THE TASK:
Can the data below be echoed back word for word?

═══

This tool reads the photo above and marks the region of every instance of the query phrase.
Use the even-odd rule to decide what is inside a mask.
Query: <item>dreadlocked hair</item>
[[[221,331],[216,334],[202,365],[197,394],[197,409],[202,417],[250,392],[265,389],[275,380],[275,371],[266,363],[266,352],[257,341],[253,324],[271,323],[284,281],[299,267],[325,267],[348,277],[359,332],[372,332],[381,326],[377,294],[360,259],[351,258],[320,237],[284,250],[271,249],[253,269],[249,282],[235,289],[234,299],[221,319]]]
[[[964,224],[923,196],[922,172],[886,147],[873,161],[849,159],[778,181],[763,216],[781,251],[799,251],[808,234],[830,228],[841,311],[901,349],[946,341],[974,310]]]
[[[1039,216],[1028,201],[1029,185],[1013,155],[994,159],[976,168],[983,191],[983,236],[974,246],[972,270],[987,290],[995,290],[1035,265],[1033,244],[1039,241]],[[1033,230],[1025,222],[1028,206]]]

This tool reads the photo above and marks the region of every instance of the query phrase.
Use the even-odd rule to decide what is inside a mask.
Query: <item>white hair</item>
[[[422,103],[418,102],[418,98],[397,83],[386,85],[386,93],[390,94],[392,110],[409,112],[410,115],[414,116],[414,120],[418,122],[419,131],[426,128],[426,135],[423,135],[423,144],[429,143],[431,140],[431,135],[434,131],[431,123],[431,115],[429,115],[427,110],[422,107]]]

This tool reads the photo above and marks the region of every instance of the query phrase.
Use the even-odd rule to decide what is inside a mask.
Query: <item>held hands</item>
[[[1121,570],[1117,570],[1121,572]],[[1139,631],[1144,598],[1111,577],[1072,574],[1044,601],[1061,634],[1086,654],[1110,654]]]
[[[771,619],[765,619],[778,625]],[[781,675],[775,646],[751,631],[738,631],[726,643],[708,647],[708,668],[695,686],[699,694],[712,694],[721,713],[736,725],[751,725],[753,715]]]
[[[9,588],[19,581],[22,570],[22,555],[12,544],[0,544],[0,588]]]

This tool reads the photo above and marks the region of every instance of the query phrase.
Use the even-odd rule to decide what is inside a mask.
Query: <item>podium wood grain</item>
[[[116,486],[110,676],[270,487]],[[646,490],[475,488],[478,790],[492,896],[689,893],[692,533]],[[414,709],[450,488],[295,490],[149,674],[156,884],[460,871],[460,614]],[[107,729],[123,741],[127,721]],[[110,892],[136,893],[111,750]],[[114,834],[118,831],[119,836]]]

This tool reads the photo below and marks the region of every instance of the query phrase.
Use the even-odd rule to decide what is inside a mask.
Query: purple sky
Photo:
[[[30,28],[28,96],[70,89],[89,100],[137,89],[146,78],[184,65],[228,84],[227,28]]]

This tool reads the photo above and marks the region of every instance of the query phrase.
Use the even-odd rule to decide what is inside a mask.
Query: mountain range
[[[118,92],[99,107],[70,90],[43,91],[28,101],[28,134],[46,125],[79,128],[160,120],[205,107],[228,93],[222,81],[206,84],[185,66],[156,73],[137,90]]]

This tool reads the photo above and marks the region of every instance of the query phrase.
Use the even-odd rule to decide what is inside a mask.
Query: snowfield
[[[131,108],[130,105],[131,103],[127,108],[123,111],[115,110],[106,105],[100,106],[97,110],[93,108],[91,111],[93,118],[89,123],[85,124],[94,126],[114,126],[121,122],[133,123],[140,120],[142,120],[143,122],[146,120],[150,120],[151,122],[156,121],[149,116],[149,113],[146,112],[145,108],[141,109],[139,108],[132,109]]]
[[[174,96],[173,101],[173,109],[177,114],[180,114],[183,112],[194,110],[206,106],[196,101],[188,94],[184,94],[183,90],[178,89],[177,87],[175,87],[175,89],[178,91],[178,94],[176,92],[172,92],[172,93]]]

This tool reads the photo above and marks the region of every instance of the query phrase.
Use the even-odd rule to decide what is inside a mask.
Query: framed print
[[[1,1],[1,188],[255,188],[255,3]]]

═══

WORKED ANSWER:
This tool reads the photo above and marks the region of every instance of the query phrase.
Use the even-odd rule to decide what is inside a mask.
Query: <item>dreadlocked hair</item>
[[[221,331],[216,334],[202,365],[197,394],[197,409],[202,417],[250,392],[265,389],[275,380],[275,371],[266,363],[266,352],[257,341],[253,324],[271,323],[284,281],[299,267],[325,267],[348,277],[359,332],[372,332],[381,326],[377,294],[360,259],[351,258],[320,237],[284,250],[271,249],[253,269],[249,282],[235,289],[234,299],[221,319]]]
[[[964,224],[923,196],[922,172],[886,147],[873,161],[849,159],[778,181],[763,216],[781,251],[799,251],[808,234],[830,228],[841,311],[901,349],[946,341],[974,310]]]
[[[1039,216],[1028,201],[1029,185],[1013,155],[994,159],[976,168],[983,191],[983,236],[974,246],[972,270],[987,290],[995,290],[1035,265],[1033,244],[1039,241]],[[1033,230],[1025,222],[1028,206]]]

This tool reads the photo above and marks the region of every instance of the query phrase.
Use the even-odd rule to decide what is inside a mask.
Query: <item>white hair</item>
[[[422,103],[418,102],[418,98],[397,83],[386,85],[386,93],[390,94],[392,110],[409,112],[410,115],[414,116],[414,120],[418,122],[419,131],[426,128],[426,135],[423,135],[423,144],[429,143],[431,140],[431,135],[434,131],[431,123],[431,115],[429,115],[427,110],[422,107]]]

This tool reads the photo above and marks the region of every instance of the query phrase.
Use the even-odd rule to decide what is inside a mask.
Query: <item>held hands</item>
[[[1121,570],[1117,570],[1121,572]],[[1139,631],[1144,598],[1111,577],[1072,574],[1044,601],[1061,634],[1086,654],[1110,654]]]
[[[771,619],[765,619],[778,625]],[[781,675],[775,646],[751,631],[738,631],[726,643],[708,647],[708,668],[695,686],[699,694],[712,694],[721,713],[736,725],[751,725],[753,715]]]
[[[9,588],[19,581],[22,570],[22,555],[12,544],[0,544],[0,588]]]

This tool reads the photo above and marks the region of every instance of the query phrase.
Use the even-odd rule to decide what is inside a mask.
Query: <item>podium wood grain</item>
[[[116,486],[110,676],[270,487]],[[646,490],[475,488],[478,790],[492,896],[689,893],[692,533]],[[414,709],[450,488],[295,490],[149,674],[156,884],[460,871],[460,614]],[[107,729],[123,741],[127,721]],[[110,892],[136,893],[111,750]],[[114,834],[118,831],[119,836]]]

This tool reads the photo below and marks the region of every instance of the query phrase.
Use the even-odd rule to decide what is inside a mask.
Query: purple sky
Photo:
[[[30,28],[28,96],[70,89],[89,100],[137,89],[146,78],[184,65],[228,84],[227,28]]]

This tool reads the photo above and marks the region of every instance of the query phrase.
Use the even-odd rule to decide what is inside a mask.
Query: mountain range
[[[118,92],[99,107],[70,90],[43,91],[28,101],[28,134],[46,125],[79,128],[160,120],[205,107],[228,93],[222,81],[206,84],[185,66],[156,73],[137,90]]]

This tool reads the photo above and marks the region of every instance of the query phrase.
Use the even-odd rule to decide what is inside a mask.
Query: snowfield
[[[131,108],[130,105],[131,103],[127,108],[123,111],[115,110],[106,105],[100,106],[97,110],[93,108],[91,111],[93,118],[89,123],[85,124],[94,126],[114,126],[121,122],[133,123],[140,120],[142,120],[143,122],[146,120],[150,120],[151,122],[156,121],[149,116],[149,113],[146,112],[145,108],[141,109],[139,108],[132,109]]]
[[[174,96],[173,101],[173,109],[177,114],[180,114],[183,112],[194,110],[206,106],[196,101],[188,94],[184,94],[183,90],[178,89],[177,87],[175,87],[175,89],[178,91],[178,94],[176,92],[172,92],[172,93]]]

This tool reads the photo above and marks the region of every instance of the query phrase.
Use the even-odd rule to decide what is inside a mask.
Query: framed print
[[[1,1],[1,188],[255,188],[255,3]]]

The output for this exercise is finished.